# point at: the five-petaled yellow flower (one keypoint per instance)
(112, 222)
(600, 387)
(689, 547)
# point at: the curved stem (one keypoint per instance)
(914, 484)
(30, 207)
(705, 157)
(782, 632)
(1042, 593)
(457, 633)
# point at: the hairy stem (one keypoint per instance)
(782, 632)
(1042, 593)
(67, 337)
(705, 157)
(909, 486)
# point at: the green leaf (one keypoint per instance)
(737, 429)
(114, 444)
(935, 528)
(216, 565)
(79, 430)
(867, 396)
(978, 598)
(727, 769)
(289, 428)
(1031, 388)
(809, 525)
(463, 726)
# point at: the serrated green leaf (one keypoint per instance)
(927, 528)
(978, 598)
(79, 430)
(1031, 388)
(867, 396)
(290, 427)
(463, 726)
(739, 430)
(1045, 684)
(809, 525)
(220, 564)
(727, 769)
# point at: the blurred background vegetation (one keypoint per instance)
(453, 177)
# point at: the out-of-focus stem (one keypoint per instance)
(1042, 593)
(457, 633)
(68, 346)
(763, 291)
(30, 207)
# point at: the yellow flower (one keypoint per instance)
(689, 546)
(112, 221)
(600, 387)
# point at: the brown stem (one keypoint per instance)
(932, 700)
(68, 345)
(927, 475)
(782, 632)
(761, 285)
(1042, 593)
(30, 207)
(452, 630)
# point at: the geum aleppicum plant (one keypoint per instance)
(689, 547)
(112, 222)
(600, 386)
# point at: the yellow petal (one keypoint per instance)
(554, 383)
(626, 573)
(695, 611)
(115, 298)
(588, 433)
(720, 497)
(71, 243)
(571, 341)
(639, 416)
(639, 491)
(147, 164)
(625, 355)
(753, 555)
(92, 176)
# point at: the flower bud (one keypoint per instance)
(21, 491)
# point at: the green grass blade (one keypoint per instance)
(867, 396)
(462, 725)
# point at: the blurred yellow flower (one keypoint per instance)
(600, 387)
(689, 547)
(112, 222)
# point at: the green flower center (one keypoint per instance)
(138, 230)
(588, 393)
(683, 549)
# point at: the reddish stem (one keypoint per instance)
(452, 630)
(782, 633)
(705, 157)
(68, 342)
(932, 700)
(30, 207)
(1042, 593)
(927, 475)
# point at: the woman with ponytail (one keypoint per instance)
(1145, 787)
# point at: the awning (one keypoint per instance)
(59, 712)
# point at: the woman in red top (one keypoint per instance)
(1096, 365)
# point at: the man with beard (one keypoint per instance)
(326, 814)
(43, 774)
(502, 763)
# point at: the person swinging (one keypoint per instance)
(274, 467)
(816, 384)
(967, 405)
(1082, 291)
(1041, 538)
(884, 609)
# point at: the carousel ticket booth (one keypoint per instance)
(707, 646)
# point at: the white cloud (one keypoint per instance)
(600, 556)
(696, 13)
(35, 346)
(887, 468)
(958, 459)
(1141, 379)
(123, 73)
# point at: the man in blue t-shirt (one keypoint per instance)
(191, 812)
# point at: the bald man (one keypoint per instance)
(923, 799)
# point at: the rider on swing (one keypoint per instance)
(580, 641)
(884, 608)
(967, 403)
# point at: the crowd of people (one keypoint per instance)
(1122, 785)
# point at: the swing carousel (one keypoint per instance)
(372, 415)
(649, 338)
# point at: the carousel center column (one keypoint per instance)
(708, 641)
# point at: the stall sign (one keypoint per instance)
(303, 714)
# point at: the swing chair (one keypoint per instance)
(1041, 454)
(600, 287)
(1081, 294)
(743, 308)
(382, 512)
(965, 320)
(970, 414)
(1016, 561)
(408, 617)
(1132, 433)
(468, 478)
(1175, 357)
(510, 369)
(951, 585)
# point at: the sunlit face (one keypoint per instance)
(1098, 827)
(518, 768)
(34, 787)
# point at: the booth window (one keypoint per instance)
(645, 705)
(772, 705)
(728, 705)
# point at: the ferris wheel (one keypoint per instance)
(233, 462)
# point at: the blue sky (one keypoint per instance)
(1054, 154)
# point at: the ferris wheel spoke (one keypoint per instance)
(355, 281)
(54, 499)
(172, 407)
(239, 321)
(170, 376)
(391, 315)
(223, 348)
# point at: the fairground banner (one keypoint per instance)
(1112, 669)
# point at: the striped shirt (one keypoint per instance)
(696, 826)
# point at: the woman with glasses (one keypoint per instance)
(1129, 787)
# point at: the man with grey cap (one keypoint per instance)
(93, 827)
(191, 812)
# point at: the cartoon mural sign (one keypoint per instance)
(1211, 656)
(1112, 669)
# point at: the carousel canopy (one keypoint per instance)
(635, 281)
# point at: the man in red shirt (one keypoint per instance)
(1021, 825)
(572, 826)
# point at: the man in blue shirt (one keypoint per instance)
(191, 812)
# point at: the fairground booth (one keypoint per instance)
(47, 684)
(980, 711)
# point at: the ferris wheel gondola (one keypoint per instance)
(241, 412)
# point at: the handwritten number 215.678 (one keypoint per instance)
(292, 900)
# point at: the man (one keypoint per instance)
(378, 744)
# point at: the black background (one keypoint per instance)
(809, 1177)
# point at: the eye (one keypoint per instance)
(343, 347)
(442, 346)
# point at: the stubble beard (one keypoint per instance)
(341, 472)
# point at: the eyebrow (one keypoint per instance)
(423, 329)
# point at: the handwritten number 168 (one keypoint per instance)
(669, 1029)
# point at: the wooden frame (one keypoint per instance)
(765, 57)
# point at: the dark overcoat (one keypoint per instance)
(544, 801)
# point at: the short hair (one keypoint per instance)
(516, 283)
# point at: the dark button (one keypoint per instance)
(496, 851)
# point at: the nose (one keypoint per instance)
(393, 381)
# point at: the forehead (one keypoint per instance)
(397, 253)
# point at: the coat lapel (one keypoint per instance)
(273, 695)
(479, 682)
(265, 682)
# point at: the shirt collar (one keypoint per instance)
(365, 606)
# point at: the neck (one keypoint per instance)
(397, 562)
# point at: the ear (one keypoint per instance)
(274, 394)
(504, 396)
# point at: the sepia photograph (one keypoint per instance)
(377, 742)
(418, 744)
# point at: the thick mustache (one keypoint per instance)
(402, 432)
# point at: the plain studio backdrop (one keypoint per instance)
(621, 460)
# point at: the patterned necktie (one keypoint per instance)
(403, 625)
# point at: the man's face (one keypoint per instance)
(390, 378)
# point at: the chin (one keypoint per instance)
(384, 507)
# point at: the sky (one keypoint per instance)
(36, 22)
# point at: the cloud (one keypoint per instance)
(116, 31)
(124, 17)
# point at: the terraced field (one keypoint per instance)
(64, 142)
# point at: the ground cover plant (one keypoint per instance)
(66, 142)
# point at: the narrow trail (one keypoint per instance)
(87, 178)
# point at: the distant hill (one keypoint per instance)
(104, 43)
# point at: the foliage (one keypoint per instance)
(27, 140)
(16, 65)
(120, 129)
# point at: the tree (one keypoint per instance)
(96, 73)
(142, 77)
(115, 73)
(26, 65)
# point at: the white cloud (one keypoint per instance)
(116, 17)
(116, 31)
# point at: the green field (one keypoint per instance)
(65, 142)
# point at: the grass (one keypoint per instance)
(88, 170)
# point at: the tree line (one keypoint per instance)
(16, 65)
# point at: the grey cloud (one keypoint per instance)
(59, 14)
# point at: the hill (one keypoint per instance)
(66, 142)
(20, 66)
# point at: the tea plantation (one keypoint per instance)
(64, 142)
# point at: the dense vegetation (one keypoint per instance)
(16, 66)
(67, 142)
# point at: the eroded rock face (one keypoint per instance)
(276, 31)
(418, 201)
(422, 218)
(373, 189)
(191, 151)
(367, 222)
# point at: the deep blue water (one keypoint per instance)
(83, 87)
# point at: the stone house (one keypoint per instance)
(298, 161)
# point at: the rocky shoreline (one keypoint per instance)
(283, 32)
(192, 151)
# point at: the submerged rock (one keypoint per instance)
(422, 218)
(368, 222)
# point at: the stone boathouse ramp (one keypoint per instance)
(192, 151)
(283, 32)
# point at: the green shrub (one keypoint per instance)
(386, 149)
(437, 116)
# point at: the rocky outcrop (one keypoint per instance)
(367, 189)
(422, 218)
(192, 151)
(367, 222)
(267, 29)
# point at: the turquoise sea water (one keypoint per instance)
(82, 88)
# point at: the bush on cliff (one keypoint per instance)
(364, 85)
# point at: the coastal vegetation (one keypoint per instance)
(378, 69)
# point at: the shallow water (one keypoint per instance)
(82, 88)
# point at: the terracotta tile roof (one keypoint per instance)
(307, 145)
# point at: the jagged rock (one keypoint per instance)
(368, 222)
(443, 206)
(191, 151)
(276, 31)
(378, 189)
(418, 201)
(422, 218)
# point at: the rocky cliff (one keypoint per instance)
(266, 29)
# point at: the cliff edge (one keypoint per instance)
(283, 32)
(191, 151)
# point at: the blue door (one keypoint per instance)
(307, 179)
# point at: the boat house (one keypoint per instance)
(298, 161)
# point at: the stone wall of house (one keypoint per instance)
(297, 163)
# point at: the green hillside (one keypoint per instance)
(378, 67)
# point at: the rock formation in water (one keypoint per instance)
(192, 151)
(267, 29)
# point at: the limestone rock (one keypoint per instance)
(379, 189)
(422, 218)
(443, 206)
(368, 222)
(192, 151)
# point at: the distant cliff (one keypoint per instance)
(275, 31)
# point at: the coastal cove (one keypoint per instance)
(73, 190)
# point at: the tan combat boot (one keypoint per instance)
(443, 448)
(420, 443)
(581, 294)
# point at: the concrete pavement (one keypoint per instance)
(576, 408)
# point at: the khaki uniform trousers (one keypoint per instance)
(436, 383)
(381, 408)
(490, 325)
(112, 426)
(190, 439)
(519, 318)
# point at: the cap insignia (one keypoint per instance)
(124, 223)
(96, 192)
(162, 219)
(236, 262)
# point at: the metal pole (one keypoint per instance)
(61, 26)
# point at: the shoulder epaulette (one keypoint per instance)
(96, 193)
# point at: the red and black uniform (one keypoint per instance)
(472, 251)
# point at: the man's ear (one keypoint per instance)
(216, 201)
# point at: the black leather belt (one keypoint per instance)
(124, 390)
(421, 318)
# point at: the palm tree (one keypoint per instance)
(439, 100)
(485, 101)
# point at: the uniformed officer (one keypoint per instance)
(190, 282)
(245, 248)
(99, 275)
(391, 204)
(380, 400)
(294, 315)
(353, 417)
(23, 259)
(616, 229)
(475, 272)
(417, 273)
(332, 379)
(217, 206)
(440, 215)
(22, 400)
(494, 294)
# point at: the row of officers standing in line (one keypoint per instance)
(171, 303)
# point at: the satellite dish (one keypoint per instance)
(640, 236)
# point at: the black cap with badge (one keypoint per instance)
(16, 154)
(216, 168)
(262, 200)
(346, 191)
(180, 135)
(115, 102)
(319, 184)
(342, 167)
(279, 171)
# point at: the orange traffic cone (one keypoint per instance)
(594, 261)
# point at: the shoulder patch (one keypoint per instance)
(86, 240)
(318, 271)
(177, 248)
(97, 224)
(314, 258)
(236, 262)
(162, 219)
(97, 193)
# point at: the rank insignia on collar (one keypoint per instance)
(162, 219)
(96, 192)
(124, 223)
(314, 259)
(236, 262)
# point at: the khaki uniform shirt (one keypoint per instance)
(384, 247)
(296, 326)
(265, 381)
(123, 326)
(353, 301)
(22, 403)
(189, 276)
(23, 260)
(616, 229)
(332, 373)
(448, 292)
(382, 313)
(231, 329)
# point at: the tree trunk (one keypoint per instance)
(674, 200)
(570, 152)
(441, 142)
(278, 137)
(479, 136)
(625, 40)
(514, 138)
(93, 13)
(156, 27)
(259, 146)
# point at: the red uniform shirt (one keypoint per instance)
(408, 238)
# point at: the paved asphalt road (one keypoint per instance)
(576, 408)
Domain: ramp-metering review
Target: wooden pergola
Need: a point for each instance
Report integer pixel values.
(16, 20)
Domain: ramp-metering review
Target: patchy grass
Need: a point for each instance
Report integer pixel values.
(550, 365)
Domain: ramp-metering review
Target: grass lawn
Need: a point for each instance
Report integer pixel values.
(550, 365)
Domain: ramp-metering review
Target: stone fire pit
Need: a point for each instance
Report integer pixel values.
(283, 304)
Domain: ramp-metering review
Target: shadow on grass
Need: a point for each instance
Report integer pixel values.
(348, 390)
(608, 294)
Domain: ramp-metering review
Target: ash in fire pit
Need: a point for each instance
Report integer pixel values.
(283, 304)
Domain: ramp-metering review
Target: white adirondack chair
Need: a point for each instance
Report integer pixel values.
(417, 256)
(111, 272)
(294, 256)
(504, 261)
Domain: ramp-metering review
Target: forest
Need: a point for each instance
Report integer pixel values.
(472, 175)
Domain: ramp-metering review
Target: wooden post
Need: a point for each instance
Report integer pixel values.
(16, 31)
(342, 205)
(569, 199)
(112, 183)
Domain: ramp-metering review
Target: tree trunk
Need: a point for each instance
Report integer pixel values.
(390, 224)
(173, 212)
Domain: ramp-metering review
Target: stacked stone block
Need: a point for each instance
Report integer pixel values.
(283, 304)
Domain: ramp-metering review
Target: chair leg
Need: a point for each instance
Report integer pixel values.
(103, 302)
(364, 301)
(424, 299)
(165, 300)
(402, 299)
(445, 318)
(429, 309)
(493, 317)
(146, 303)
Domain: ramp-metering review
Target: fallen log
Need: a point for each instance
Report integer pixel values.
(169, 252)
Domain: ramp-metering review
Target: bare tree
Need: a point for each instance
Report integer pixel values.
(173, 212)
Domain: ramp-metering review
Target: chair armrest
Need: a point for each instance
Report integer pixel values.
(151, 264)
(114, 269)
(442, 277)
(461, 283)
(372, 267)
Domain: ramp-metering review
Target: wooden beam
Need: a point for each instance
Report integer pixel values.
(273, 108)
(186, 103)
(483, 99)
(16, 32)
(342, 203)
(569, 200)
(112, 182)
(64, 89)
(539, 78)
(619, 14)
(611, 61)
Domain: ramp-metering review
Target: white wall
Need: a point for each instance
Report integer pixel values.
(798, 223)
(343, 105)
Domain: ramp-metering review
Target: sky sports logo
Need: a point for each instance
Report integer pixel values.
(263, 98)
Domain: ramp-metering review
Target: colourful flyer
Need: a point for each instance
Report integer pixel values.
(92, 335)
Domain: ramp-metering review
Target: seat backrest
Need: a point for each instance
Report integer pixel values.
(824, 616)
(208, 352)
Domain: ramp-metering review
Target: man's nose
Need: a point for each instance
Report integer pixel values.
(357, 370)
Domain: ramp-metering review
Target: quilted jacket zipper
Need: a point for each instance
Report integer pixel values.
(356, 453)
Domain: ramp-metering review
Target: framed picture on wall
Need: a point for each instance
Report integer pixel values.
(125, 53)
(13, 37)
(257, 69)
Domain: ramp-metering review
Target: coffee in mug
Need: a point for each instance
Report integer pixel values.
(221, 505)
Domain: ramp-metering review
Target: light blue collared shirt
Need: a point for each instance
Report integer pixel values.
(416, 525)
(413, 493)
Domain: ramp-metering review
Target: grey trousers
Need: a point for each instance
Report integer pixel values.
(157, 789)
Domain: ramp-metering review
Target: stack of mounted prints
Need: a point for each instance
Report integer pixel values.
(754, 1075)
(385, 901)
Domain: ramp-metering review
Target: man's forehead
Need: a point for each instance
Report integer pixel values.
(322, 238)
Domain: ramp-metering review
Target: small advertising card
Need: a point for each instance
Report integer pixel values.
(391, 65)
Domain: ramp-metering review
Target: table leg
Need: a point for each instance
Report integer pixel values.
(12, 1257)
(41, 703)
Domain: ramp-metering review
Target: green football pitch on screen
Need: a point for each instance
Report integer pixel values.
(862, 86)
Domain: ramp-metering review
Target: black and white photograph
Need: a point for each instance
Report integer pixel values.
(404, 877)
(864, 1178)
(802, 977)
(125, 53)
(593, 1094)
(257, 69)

▶ [REQUIRED ACTION] Looking at the entries above, work out how many lines contain "fire", then reply with that number and no other words.

▶ [ANSWER AREA] 2